* DIRECTIVE
What follows is a set of records; repeat all of them exactly.
[begin RECORDS]
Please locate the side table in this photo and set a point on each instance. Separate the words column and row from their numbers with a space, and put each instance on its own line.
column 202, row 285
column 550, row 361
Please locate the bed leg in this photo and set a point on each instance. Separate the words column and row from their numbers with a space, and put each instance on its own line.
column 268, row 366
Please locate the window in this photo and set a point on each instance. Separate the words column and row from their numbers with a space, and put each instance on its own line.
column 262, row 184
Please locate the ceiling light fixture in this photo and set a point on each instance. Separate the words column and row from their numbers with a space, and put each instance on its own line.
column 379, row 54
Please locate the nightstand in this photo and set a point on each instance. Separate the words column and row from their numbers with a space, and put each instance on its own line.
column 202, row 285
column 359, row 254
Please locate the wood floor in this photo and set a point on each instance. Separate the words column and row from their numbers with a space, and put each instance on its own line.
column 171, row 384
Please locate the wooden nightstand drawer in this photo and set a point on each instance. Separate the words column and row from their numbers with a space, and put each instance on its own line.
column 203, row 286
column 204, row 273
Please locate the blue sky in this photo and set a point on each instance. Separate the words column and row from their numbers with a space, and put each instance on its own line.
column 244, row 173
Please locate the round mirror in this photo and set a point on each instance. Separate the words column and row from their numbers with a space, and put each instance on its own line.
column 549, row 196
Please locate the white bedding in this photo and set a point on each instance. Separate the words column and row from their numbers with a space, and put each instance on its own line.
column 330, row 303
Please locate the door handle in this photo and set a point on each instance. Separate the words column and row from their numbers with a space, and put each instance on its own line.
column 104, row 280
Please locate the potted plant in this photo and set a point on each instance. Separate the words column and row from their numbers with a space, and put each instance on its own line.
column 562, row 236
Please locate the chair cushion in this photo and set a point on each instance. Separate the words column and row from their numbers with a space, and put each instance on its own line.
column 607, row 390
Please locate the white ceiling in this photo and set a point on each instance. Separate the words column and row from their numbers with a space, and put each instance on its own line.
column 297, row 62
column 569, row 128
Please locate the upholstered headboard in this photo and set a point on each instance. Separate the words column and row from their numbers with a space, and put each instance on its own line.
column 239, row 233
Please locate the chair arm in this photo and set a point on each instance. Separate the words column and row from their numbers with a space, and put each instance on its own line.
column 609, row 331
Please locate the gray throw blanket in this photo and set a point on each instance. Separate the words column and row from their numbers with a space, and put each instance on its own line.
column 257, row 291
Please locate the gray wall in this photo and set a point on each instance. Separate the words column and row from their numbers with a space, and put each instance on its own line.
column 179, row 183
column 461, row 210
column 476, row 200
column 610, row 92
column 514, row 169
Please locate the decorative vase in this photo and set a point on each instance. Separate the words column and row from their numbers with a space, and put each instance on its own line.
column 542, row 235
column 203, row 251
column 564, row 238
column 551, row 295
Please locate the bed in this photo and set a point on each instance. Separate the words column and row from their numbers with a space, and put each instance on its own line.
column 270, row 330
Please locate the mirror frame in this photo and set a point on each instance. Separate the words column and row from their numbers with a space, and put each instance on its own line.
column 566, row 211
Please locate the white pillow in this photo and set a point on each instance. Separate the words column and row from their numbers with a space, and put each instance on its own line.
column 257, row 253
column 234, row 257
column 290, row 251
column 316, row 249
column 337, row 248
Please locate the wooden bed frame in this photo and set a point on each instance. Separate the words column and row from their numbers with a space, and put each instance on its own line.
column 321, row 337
[end RECORDS]
* SOLUTION TO THIS EXERCISE
Please locate the side table in this photo and set a point on each instance. Separate the words column and row from their numbers with a space, and put each instance on its own line.
column 202, row 285
column 550, row 361
Please locate the bed leg in this photo and set a point on each instance. Separate the words column and row from their numbers with a space, and put each instance on its own line.
column 268, row 366
Please locate the window in this photo and set a point on each instance. Separate the words column and row from their numbers with a space, and put each instance on its own line.
column 262, row 184
Please locate the ceiling light fixture in this photo and set a point on each instance. Separate the words column and row from their numbers with a space, and put each instance on its own line.
column 379, row 54
Please locate the nightstand in this photo and set a point on each instance. Separate the words column and row from their numbers with a space, and put each instance on its own line.
column 202, row 285
column 359, row 254
Please locate the wood floor in this photo and set a point on each instance. Separate the words column and row from their numbers with a space, and put each instance on its own line.
column 171, row 384
Please locate the wooden nightstand drawer in this photo and set a point on each instance. Separate the words column and row from their numbers with a space, and put each instance on its own line.
column 203, row 286
column 204, row 273
Please locate the blue sky in this photo and set a point on each instance. Separate the words column and row from their numbers with a space, and put each instance on its own line.
column 244, row 173
Please locate the round mirror in this photo and set a point on each instance. Separate the words column and row from their numbers with a space, and put each instance on its own line.
column 549, row 196
Please locate the white bedding in this photo and set a point on each instance. Separate the words column and row from their numbers with a space, and put each instance on its own line.
column 330, row 303
Please locate the door handle in this photo and set a point on each instance. Separate the words column and row from their numbers with a space, and put each instance on its own line.
column 104, row 280
Please locate the potted plant in this photo and set a point on each instance. Separate the words column and row from their numbers with a space, and put each instance on its own line.
column 562, row 236
Please locate the chair cushion in this photo and set a point on each instance. Separate the words column and row from their numbers with a space, and put each instance on its own line.
column 607, row 390
Please locate the white ceiling in this photo and set a point on each instance. Separate the words column and row from their numbers with a space, and put each instance on its own line.
column 297, row 62
column 569, row 128
Please locate the upholstered headboard in this photo and set a point on each instance. Separate the words column and row from their numbers with a space, and put each instance on its own line.
column 239, row 233
Please locate the chair arm in this photo and set a point on each instance. Separate the words column and row from their numbers with a space, and put each instance on its own line.
column 609, row 331
Please locate the gray throw blanket in this photo and set a point on each instance. Separate the words column and row from their numbers with a space, and put each instance on its own line.
column 257, row 291
Please locate the gray wall in this photo and set a point on each instance. Separate the words column and row from their numbers with a space, and put each instance on its own line.
column 179, row 183
column 461, row 210
column 476, row 200
column 610, row 92
column 514, row 169
Please locate the decorative vase in this photo and set a point on each instance. Separate the words column and row from their numbers with a space, and put each instance on its own line.
column 542, row 235
column 203, row 251
column 564, row 238
column 551, row 295
Please locate the bed in this photo and set a point on each instance. Separate the words column and row from their numbers with a space, and put each instance on its own line.
column 270, row 330
Please locate the mirror frame in this photo and set a point on each instance. Separate the words column and row from their numbers with a space, and put each instance on its own line.
column 566, row 211
Please locate the white pillow in this photo and set a point on each instance. Separate the words column and row from their numbers with a space, and put each instance on its own line.
column 257, row 253
column 234, row 257
column 290, row 251
column 316, row 249
column 337, row 248
Please locate the wooden bed frame in this photo and set a point on each instance. Separate the words column and row from their numbers with a space, and put each instance on its own line.
column 321, row 337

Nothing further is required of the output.